> The task:
Beginning at the line that contains "on the narrow", transcribe the remaining lines of the listing exactly; include the final line and omit everything before.
---*---
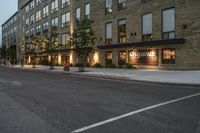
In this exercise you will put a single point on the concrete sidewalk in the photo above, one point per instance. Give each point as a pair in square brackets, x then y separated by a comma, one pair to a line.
[158, 76]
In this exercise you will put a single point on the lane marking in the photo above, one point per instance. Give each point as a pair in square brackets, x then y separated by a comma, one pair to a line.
[133, 113]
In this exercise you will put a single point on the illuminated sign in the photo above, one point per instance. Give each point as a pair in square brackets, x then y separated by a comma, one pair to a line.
[143, 57]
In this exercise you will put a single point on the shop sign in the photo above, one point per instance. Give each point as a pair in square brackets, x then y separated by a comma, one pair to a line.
[143, 57]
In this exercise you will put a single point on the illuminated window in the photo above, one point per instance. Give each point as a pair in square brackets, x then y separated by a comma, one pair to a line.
[168, 26]
[46, 11]
[108, 33]
[122, 58]
[108, 6]
[168, 56]
[108, 57]
[147, 27]
[122, 31]
[38, 15]
[54, 6]
[121, 4]
[87, 11]
[65, 3]
[66, 19]
[78, 14]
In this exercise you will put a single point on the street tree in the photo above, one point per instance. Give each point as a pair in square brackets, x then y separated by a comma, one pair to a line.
[82, 39]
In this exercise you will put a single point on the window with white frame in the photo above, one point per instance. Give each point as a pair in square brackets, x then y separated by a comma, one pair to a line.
[108, 34]
[65, 3]
[66, 19]
[54, 6]
[147, 27]
[168, 24]
[87, 11]
[38, 15]
[46, 11]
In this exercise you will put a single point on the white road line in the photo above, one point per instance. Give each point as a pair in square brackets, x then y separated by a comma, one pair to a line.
[133, 113]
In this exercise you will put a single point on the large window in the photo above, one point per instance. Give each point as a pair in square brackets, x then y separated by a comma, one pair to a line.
[78, 14]
[122, 58]
[66, 19]
[168, 56]
[45, 26]
[38, 15]
[37, 2]
[168, 27]
[54, 23]
[32, 19]
[38, 29]
[46, 11]
[32, 32]
[108, 6]
[122, 31]
[87, 11]
[32, 4]
[108, 59]
[121, 4]
[65, 39]
[147, 27]
[65, 3]
[108, 33]
[27, 9]
[54, 6]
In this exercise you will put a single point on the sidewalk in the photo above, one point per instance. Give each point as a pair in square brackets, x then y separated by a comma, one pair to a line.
[158, 76]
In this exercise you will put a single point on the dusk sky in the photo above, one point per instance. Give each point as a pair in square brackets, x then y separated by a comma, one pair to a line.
[7, 9]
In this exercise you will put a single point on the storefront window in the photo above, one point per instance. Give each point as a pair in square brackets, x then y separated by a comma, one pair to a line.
[168, 56]
[122, 58]
[109, 57]
[122, 31]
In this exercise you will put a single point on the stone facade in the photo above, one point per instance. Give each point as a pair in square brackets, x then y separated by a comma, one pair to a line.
[184, 47]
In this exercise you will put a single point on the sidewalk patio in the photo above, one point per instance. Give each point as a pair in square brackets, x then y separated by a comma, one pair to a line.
[160, 76]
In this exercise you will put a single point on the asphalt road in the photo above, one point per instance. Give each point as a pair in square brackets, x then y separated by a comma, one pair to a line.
[41, 102]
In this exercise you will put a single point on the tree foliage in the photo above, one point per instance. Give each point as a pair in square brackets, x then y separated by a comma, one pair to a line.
[83, 37]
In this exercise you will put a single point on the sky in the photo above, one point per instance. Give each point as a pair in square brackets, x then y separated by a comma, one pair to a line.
[7, 9]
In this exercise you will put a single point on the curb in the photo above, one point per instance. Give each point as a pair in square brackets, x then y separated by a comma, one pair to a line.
[109, 77]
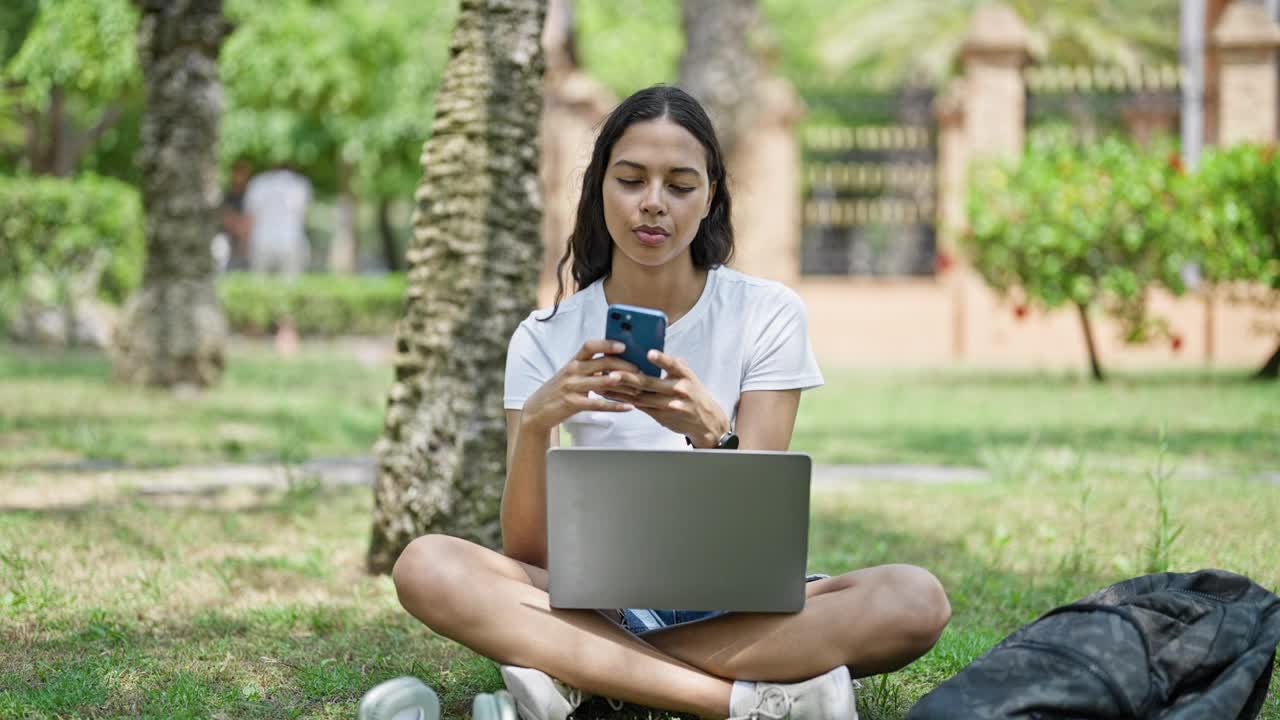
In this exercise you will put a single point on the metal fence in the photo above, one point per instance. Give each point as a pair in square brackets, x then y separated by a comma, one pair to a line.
[1091, 103]
[869, 187]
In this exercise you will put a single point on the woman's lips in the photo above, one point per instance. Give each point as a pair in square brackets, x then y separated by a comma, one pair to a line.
[650, 238]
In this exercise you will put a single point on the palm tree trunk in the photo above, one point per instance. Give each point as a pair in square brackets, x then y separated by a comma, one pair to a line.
[1095, 365]
[173, 331]
[474, 263]
[721, 65]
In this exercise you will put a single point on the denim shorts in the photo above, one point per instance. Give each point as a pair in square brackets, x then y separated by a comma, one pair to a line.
[641, 620]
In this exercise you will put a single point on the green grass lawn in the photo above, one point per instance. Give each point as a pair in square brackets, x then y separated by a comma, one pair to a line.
[252, 605]
[60, 409]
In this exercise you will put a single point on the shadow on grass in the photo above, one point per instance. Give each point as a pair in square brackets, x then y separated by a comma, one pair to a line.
[315, 660]
[1261, 445]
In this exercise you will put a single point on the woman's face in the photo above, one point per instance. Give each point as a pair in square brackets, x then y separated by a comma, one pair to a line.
[656, 191]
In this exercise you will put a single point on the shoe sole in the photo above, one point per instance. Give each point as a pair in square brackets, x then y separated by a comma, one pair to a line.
[494, 706]
[387, 701]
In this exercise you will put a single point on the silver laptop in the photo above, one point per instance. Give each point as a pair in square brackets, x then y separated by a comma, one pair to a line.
[677, 529]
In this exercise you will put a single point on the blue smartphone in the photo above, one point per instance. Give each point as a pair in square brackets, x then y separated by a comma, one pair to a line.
[640, 329]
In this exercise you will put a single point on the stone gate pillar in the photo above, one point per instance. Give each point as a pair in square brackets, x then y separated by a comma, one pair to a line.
[995, 54]
[1247, 40]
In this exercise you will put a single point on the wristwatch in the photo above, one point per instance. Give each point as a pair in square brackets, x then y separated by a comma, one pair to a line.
[727, 441]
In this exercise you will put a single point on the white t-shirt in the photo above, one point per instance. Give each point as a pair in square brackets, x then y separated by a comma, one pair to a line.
[278, 201]
[744, 333]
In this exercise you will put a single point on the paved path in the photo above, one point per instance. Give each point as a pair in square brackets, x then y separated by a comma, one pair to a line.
[83, 487]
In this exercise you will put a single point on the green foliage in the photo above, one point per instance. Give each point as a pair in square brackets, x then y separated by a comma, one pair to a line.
[630, 45]
[1239, 218]
[312, 83]
[1083, 224]
[318, 304]
[87, 51]
[83, 45]
[59, 228]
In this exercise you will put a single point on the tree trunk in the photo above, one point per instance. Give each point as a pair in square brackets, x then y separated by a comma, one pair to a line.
[721, 65]
[346, 237]
[391, 249]
[56, 124]
[472, 270]
[1088, 341]
[1271, 369]
[173, 331]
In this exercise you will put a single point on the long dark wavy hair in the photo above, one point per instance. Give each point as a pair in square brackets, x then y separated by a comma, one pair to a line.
[590, 247]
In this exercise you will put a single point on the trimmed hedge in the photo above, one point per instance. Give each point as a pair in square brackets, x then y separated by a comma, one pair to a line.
[318, 304]
[56, 226]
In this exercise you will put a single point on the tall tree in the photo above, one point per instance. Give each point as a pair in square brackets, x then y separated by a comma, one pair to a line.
[355, 122]
[173, 331]
[721, 65]
[68, 68]
[474, 263]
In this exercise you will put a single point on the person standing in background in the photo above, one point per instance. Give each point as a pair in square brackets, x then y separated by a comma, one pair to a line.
[236, 222]
[277, 204]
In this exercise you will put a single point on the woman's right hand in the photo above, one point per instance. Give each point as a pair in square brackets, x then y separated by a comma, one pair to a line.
[566, 393]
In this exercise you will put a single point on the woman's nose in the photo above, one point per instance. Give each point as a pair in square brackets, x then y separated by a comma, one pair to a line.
[652, 200]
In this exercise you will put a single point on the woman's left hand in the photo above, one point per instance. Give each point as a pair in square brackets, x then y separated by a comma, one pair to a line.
[679, 401]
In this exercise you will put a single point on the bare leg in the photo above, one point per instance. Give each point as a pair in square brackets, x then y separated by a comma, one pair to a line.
[873, 620]
[493, 605]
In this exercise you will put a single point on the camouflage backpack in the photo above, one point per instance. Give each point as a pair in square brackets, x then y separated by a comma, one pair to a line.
[1196, 646]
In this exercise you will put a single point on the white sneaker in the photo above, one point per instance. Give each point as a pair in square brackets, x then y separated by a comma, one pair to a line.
[540, 697]
[400, 698]
[826, 697]
[494, 706]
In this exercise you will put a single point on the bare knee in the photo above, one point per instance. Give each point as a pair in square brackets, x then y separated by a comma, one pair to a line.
[918, 606]
[428, 575]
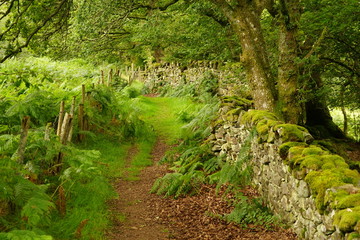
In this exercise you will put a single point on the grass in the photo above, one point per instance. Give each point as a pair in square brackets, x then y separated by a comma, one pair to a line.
[353, 121]
[164, 114]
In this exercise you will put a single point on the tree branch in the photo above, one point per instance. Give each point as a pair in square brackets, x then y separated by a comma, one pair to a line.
[36, 30]
[341, 64]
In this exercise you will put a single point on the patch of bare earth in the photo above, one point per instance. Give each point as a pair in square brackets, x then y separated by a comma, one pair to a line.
[150, 217]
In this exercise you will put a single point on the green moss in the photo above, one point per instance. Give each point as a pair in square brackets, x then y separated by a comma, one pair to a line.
[296, 151]
[235, 101]
[348, 201]
[311, 162]
[347, 219]
[292, 133]
[252, 117]
[312, 150]
[353, 236]
[235, 111]
[285, 147]
[333, 160]
[320, 181]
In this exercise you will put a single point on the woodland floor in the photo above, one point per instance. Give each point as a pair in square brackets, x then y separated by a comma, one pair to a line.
[139, 215]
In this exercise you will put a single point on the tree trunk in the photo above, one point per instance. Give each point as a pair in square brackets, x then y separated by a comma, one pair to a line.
[245, 20]
[61, 117]
[254, 58]
[288, 69]
[318, 118]
[25, 125]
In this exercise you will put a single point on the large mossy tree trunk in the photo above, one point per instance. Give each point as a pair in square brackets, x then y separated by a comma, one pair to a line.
[318, 117]
[244, 16]
[245, 20]
[288, 70]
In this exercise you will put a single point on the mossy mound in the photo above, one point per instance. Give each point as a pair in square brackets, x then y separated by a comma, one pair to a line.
[320, 181]
[285, 147]
[347, 219]
[236, 102]
[253, 117]
[293, 133]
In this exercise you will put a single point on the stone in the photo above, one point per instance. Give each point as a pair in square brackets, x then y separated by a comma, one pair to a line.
[303, 189]
[216, 148]
[235, 147]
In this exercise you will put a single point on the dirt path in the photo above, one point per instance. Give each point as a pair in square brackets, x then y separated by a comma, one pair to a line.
[139, 215]
[133, 213]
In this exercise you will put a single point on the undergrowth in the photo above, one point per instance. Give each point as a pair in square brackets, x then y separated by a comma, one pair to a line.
[194, 164]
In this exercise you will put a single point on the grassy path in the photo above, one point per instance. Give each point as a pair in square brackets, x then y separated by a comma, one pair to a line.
[138, 215]
[133, 213]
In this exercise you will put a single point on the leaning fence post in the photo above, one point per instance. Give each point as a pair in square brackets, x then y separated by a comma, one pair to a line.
[25, 125]
[61, 118]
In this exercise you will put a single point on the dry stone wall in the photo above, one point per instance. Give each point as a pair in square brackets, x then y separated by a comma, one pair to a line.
[313, 190]
[288, 194]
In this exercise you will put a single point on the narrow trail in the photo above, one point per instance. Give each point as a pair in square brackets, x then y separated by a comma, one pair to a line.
[139, 215]
[133, 213]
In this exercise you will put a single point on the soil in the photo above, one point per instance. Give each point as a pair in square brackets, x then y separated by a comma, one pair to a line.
[139, 215]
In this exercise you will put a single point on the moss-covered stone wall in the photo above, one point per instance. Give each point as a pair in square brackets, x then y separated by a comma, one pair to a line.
[300, 179]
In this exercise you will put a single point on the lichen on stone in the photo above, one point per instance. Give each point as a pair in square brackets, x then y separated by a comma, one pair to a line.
[347, 219]
[320, 181]
[293, 133]
[284, 148]
[252, 117]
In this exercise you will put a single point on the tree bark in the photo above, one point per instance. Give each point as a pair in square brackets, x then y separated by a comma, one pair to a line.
[318, 117]
[288, 70]
[61, 118]
[25, 125]
[245, 20]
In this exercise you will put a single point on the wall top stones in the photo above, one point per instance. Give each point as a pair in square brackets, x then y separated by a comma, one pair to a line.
---*---
> Answer in full:
In this exercise you will put a single point on the narrow trail in the photo above, one point per instance. Give each point as a pair in square brackets, x then y separated by a comma, one pair to a line.
[139, 215]
[133, 213]
In this exercise you will put a single point on the soil in the photo above, one point per instance. Give each point as a pair in square brackets, x then y separated by a comma, one pair to a line.
[139, 215]
In this exercise you will put a single point on the moss-covered stone wall in the photo above, one point per instance. Give each point as a pair in square brackets, x then y separated by a comma, one pair to a line.
[300, 179]
In this exercise you will put a single point on the lichen on stone in the photo above, one point per instance. Give each point as a pair in square brackets, x then y separated by a comma, one pair to a line.
[347, 219]
[320, 181]
[293, 133]
[284, 148]
[252, 117]
In this exercise you will put a single point on the tree bark in the photo above, one point per instance. Give each point as a pair in square brackets, x then y separated by a comma, one pair to a line.
[318, 117]
[288, 70]
[61, 118]
[25, 125]
[245, 20]
In this exercise you will put a single point on the wall top stones in the photo above, one point per instance. Give each point as a pair in square brackets, x then y separated by a comma, one pair to a line.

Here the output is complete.